== Reading passage

They got the parents together. They organized meetings at the churches and circulated a petition. Clergy, parents, teachers, and church members went together to city hall. The ask was small: fix the broken bathroom. Low and behold, money was moved around and the other boys’ bathroom was repaired. They won. They started to see the power they had as a community. They became the repairers of a ruined city, or at least of a little boys’ bathroom. They held fast to what was good. They learned how to hope.
I was making a joke at the beginning, about the Cardinals and hope, but the joke has a kernel of truth. When you live in a town where the baseball team consistently loses, you don’t learn to expect the best. You don’t have those little victories that lead up to a pennant on your wall. This is true in our public life, and in our personal lives. We need the little victories. Parents thrive when strangers comment and say, “Your children are behaving so well.” Workers perform better when they get consistent positive feedback from managers. Business owners do well when they are celebrated for paying a good wage and providing good benefits. School children do well when parents and teachers notice their accomplishments and take the time to say, “Good Job!” We need to celebrate the little wins our our lives, to hold fast to those little victories.
St. Louis knows about hope. As I’ve watched the news, and walked the streets of this town, I’ve seen little wins. I’ve seen painters covering boarded up windows with art. I’ve seen black and white people praying together. I’ve seen police officers help to close down streets so that protestors can cross safely. I’ve seen trained leaders de-escalating violence. I know you may be thinking, Mike, we’ve seen a lot more than just these optimistic pollyanna positive moments. True. I think God invites us to hold fast to what is good.

====
== Study material

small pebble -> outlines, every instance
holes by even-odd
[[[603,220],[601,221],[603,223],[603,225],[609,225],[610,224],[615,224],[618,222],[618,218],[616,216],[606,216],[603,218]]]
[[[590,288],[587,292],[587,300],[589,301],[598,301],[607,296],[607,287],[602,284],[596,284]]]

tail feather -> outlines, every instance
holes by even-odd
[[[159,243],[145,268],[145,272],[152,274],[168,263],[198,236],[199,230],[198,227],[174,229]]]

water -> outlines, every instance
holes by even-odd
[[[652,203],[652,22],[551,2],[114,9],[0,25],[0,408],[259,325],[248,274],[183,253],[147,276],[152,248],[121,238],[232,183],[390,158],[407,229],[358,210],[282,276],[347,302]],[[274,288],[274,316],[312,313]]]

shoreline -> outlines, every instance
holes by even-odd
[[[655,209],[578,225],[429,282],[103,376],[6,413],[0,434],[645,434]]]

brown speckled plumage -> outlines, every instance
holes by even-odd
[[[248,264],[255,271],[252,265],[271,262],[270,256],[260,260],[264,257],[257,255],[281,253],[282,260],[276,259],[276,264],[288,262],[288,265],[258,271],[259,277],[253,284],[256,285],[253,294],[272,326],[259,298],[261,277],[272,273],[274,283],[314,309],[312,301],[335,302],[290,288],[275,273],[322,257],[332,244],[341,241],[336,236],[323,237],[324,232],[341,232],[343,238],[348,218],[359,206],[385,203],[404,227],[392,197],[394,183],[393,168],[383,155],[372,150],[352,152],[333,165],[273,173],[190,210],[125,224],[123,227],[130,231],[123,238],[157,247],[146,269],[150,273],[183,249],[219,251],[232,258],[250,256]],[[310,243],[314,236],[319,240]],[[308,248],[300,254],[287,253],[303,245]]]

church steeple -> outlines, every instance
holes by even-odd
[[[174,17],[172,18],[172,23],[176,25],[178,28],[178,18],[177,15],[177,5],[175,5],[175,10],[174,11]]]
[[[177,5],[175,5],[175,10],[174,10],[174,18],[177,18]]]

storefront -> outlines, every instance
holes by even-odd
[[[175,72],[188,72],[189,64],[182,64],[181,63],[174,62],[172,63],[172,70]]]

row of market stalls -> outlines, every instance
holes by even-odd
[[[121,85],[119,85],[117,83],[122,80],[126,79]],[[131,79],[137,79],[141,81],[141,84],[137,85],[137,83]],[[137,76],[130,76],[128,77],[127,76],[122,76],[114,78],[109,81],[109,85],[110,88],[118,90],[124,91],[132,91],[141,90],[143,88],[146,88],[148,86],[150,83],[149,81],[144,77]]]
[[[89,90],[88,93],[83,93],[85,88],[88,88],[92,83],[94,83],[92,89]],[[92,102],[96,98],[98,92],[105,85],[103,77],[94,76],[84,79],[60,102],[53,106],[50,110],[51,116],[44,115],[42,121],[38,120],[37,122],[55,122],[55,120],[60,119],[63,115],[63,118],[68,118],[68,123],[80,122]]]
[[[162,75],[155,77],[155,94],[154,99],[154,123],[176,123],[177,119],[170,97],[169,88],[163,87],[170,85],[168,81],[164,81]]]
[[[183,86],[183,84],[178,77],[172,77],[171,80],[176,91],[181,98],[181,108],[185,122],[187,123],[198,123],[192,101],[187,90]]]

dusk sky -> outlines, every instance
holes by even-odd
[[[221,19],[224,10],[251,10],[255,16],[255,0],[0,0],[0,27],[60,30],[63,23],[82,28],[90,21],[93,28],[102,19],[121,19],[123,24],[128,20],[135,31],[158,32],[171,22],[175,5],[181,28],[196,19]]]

====

» **Task directions**
Can you reproduce the passage about hope in St. Louis from above in full, word for word?

» **Answer to this problem**
They got the parents together. They organized meetings at the churches and circulated a petition. Clergy, parents, teachers, and church members went together to city hall. The ask was small: fix the broken bathroom. Low and behold, money was moved around and the other boys’ bathroom was repaired. They won. They started to see the power they had as a community. They became the repairers of a ruined city, or at least of a little boys’ bathroom. They held fast to what was good. They learned how to hope.
I was making a joke at the beginning, about the Cardinals and hope, but the joke has a kernel of truth. When you live in a town where the baseball team consistently loses, you don’t learn to expect the best. You don’t have those little victories that lead up to a pennant on your wall. This is true in our public life, and in our personal lives. We need the little victories. Parents thrive when strangers comment and say, “Your children are behaving so well.” Workers perform better when they get consistent positive feedback from managers. Business owners do well when they are celebrated for paying a good wage and providing good benefits. School children do well when parents and teachers notice their accomplishments and take the time to say, “Good Job!” We need to celebrate the little wins our our lives, to hold fast to those little victories.
St. Louis knows about hope. As I’ve watched the news, and walked the streets of this town, I’ve seen little wins. I’ve seen painters covering boarded up windows with art. I’ve seen black and white people praying together. I’ve seen police officers help to close down streets so that protestors can cross safely. I’ve seen trained leaders de-escalating violence. I know you may be thinking, Mike, we’ve seen a lot more than just these optimistic pollyanna positive moments. True. I think God invites us to hold fast to what is good.